▸ **Stored rows**:
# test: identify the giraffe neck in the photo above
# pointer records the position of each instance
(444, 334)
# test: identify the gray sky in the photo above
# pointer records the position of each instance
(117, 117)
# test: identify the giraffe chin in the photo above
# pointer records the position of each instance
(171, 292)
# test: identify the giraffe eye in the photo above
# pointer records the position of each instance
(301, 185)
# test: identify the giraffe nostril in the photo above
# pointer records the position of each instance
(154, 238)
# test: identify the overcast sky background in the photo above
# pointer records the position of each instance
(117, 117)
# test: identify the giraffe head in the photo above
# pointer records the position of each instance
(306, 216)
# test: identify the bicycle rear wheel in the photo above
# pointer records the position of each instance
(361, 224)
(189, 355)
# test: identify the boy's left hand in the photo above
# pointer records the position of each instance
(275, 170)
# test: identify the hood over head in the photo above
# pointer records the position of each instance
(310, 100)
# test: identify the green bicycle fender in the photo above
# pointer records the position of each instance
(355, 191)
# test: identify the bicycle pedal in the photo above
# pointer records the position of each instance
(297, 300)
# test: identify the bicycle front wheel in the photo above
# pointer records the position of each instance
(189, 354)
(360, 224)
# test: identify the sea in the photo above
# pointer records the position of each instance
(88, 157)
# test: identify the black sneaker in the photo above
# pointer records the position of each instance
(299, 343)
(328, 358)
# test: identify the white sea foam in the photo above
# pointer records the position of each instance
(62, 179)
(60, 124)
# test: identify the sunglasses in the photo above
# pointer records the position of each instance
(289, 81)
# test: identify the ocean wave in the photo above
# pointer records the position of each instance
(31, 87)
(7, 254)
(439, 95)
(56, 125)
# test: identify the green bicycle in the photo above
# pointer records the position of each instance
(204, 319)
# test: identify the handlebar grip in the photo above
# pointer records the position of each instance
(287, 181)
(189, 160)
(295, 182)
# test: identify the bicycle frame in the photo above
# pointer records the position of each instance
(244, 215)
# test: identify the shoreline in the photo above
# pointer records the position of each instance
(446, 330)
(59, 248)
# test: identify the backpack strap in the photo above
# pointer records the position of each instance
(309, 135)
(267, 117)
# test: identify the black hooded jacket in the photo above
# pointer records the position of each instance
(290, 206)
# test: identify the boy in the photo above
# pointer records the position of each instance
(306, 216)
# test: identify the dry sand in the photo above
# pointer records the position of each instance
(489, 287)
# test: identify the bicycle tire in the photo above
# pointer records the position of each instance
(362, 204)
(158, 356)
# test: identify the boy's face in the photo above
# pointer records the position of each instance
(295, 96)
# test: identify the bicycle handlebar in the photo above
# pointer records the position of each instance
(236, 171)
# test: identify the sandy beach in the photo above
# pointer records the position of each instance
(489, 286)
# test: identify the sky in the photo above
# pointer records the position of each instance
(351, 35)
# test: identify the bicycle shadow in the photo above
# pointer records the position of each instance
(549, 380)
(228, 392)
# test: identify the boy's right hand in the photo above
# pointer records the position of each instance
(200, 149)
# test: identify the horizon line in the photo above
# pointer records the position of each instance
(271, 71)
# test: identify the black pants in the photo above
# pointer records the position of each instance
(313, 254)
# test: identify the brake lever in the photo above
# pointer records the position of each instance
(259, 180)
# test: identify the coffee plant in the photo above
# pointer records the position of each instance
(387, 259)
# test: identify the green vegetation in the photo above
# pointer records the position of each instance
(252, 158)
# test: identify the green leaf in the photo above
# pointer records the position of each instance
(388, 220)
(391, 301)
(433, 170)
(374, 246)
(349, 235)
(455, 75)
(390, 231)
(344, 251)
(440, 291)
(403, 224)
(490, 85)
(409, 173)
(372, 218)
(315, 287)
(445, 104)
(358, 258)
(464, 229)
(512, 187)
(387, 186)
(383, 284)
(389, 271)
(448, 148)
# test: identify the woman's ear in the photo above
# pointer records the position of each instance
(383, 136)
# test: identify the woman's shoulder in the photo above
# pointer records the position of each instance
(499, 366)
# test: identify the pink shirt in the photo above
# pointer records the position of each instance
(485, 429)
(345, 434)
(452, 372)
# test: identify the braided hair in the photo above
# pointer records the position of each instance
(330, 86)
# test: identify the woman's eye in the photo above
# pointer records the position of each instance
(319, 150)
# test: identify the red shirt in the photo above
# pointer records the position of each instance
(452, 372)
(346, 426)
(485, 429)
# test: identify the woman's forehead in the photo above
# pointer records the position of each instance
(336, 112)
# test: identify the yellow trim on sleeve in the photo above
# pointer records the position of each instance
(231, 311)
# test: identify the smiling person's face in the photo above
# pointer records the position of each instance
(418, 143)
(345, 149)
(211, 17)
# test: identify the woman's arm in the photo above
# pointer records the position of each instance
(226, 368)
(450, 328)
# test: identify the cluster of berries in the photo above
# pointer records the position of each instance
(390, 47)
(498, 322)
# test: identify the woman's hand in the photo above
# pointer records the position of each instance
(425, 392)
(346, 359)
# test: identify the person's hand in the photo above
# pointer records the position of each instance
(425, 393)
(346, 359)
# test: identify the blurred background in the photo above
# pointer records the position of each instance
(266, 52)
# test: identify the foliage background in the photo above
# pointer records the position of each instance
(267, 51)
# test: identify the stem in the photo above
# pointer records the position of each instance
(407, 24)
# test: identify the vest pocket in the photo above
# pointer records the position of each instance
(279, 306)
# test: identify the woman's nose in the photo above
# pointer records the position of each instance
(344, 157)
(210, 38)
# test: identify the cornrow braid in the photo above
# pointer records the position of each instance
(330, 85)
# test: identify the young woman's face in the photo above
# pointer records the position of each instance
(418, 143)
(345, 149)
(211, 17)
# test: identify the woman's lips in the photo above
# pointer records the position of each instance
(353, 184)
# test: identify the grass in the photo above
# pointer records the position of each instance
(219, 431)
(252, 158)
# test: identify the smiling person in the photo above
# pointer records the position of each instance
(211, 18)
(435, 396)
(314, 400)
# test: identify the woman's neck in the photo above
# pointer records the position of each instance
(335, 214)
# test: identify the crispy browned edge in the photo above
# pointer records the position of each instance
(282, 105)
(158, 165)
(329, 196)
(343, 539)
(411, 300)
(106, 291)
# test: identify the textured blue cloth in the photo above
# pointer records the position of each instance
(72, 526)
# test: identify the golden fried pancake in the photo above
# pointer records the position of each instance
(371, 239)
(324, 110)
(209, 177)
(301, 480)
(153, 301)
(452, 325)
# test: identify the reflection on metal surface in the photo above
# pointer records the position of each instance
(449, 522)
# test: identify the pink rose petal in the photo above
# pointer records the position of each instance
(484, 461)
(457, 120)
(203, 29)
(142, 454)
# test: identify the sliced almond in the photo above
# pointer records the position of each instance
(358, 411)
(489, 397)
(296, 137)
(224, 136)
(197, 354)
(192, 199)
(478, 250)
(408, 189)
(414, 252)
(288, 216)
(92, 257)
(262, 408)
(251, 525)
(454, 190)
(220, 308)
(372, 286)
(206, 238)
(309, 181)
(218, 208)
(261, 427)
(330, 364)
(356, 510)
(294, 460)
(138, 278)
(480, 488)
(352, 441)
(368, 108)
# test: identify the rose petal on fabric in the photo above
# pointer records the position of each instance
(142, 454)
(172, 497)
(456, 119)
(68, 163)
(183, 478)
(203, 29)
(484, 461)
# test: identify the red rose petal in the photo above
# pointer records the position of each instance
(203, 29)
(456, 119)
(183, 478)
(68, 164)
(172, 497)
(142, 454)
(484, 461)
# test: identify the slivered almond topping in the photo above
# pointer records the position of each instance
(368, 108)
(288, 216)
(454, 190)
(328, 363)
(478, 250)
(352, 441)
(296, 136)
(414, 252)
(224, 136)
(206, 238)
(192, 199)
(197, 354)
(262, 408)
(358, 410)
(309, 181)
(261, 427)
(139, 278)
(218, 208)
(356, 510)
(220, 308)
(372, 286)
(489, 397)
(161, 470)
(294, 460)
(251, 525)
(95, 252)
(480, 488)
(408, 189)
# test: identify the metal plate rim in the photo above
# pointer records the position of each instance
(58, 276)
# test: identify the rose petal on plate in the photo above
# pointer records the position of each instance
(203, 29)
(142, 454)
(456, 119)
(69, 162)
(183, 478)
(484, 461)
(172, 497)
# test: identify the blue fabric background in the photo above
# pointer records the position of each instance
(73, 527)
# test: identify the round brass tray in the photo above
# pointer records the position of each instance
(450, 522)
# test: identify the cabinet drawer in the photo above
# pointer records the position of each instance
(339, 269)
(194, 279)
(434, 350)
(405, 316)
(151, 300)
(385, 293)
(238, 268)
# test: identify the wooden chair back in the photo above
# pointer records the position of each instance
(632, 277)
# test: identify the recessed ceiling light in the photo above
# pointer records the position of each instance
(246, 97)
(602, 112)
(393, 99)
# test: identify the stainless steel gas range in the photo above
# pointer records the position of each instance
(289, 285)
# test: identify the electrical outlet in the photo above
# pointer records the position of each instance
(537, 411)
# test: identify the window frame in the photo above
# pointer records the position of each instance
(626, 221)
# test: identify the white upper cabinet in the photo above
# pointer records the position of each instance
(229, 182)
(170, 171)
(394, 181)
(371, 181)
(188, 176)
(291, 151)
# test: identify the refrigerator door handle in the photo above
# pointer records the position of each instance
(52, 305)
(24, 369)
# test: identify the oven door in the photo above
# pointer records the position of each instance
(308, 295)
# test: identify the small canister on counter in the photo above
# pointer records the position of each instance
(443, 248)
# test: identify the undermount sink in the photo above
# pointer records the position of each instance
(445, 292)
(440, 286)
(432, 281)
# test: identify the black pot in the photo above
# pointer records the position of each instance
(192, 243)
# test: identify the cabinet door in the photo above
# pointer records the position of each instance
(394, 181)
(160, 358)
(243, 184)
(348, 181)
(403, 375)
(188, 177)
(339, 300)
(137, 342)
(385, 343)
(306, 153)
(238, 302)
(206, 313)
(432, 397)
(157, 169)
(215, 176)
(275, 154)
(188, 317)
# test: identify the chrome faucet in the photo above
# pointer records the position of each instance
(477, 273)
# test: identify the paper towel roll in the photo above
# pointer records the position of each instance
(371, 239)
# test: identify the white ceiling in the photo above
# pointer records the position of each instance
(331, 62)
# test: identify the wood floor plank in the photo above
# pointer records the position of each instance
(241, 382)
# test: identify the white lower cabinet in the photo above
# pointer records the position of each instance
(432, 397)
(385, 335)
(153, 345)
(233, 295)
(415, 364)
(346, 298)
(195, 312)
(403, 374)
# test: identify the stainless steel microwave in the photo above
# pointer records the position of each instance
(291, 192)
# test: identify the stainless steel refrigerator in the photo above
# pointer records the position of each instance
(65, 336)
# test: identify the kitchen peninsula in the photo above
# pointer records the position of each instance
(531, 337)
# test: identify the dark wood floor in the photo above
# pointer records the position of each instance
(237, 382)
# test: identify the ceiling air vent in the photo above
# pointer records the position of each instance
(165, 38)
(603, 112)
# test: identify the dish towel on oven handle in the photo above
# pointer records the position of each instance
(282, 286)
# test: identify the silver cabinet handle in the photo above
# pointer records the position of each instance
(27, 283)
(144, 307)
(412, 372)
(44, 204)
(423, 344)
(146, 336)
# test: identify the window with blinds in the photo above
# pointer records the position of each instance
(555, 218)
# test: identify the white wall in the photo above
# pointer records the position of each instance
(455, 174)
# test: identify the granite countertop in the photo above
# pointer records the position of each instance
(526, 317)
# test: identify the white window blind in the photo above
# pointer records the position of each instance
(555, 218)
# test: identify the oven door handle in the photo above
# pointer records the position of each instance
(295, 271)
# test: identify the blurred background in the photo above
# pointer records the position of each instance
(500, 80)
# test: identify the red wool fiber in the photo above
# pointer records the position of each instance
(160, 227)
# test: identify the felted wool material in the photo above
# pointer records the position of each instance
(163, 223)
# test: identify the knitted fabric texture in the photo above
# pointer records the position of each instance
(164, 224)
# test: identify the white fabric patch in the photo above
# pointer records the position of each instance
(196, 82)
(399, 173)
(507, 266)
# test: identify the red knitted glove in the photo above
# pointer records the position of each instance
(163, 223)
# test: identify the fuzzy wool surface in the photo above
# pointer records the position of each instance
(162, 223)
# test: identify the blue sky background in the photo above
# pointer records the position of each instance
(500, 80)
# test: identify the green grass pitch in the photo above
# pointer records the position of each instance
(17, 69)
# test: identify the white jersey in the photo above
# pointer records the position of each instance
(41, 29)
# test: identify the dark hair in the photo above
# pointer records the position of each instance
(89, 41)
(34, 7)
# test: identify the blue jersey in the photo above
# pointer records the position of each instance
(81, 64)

▸ **Task to complete**: Using the material above, extract the line that contains "# test: identify the blue sky" and every line after it, exactly as given; stop at the last line.

▸ **Problem solution**:
# test: identify the blue sky background in the photo above
# pointer records the position of each instance
(500, 80)
# test: identify the green grass pitch in the photo above
# pointer records the position of each instance
(17, 69)
# test: identify the white jersey in the photo above
# pointer records the position of each instance
(41, 29)
# test: identify the dark hair in the photo above
# pointer records the position of each instance
(89, 41)
(34, 7)
# test: identify the blue jersey in the photo above
# pointer records the position of each instance
(81, 64)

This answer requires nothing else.